╭─ Extracted information

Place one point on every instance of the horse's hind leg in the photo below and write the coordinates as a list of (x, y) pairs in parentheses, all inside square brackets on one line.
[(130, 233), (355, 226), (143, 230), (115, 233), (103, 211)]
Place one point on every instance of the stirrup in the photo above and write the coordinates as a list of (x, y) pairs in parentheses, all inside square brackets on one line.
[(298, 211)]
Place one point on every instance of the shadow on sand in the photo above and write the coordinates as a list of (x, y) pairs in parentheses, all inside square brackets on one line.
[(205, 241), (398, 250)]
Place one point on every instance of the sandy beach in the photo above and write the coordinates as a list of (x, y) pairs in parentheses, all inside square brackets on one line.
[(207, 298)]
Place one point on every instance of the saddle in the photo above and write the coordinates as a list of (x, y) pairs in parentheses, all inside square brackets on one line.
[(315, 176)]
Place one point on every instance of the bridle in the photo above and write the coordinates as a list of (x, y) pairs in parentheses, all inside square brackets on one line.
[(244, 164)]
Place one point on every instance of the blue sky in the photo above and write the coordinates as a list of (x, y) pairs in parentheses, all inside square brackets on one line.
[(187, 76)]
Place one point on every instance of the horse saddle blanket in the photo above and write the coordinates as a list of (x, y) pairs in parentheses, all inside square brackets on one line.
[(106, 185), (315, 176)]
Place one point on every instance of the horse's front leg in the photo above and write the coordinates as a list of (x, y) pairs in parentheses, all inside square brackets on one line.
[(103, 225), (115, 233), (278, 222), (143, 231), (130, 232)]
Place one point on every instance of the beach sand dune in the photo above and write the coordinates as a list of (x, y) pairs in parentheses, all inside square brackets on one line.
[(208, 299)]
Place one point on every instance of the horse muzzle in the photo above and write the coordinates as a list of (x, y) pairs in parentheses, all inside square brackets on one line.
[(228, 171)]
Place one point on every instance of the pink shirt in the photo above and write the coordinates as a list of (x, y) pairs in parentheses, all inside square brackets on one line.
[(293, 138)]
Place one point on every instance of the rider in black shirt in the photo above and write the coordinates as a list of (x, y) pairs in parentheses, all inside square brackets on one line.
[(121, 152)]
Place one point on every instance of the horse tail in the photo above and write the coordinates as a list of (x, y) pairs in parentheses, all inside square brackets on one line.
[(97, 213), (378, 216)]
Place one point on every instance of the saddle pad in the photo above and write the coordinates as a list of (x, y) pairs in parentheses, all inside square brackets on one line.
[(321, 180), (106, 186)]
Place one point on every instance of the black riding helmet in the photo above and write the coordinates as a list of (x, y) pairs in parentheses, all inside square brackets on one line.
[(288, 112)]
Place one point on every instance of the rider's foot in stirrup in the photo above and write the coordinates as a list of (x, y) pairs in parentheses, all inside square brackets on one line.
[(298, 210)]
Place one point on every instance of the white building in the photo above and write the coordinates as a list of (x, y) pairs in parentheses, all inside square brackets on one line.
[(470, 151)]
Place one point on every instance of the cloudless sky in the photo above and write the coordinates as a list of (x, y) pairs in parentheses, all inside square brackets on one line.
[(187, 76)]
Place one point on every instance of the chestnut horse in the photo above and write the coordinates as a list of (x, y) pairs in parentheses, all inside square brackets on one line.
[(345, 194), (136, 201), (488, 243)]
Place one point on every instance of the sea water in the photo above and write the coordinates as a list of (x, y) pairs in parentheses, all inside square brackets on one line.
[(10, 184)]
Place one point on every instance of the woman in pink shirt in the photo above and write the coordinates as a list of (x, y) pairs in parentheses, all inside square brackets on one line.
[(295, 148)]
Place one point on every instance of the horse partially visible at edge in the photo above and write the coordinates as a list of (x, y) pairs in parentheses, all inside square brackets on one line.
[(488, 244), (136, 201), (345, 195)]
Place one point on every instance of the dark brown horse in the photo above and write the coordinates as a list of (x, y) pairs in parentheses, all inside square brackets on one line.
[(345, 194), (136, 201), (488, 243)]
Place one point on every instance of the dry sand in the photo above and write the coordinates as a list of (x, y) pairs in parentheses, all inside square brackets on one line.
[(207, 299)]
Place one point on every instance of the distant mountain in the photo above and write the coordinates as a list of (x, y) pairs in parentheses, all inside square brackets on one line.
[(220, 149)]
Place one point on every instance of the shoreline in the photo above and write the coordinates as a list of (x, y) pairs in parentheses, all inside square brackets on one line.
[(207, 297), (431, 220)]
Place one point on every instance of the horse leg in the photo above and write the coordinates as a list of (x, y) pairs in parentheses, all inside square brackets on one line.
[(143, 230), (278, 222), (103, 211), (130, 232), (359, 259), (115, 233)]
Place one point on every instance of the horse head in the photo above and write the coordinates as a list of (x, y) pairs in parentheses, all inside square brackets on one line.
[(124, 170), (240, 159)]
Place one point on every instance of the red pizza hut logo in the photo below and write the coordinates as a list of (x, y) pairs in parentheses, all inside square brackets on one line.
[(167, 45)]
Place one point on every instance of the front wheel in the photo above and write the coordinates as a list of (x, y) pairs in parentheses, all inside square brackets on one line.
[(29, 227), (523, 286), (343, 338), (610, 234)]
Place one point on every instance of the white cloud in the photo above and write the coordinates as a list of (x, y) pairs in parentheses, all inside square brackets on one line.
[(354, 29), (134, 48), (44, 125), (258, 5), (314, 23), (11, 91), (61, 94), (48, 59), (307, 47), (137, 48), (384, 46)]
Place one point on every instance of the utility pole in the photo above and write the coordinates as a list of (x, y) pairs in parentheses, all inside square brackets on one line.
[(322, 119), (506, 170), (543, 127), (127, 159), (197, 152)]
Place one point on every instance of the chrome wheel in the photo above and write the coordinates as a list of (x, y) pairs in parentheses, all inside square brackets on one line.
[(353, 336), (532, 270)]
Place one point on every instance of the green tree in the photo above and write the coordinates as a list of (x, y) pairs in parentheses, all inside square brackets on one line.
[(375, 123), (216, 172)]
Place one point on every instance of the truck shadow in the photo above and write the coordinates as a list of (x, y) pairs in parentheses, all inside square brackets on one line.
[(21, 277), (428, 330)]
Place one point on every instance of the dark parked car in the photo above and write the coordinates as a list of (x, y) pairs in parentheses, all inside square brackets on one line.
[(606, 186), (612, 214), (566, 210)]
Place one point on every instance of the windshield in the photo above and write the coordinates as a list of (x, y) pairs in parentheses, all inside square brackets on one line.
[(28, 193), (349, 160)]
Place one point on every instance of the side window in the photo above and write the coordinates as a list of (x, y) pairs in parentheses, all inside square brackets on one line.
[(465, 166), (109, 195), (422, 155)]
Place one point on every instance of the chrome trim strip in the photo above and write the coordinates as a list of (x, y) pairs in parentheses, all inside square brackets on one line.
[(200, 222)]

╰─

**Prompt**:
Write out again the entries starting with the line that contains "Place one point on every instance of the dark parked" and going on through the line that contains "[(28, 193), (349, 160)]", requests included, and give only those lines. Multiply every coordinate in the answers by 2.5 and round each result to a whole number, with halves rounded up.

**Expected answer**:
Place one point on every instance of the dark parked car in the photo above and write the coordinates as a list of (x, y) pairs in parentheses, all inside square brackets on one line.
[(1515, 465), (1530, 535), (1415, 525)]
Place one point on every instance of the windshield in the photo above and write the coordinates as a list of (x, y) pairs in parentheses, all inside square brackets on one line.
[(70, 483), (873, 400)]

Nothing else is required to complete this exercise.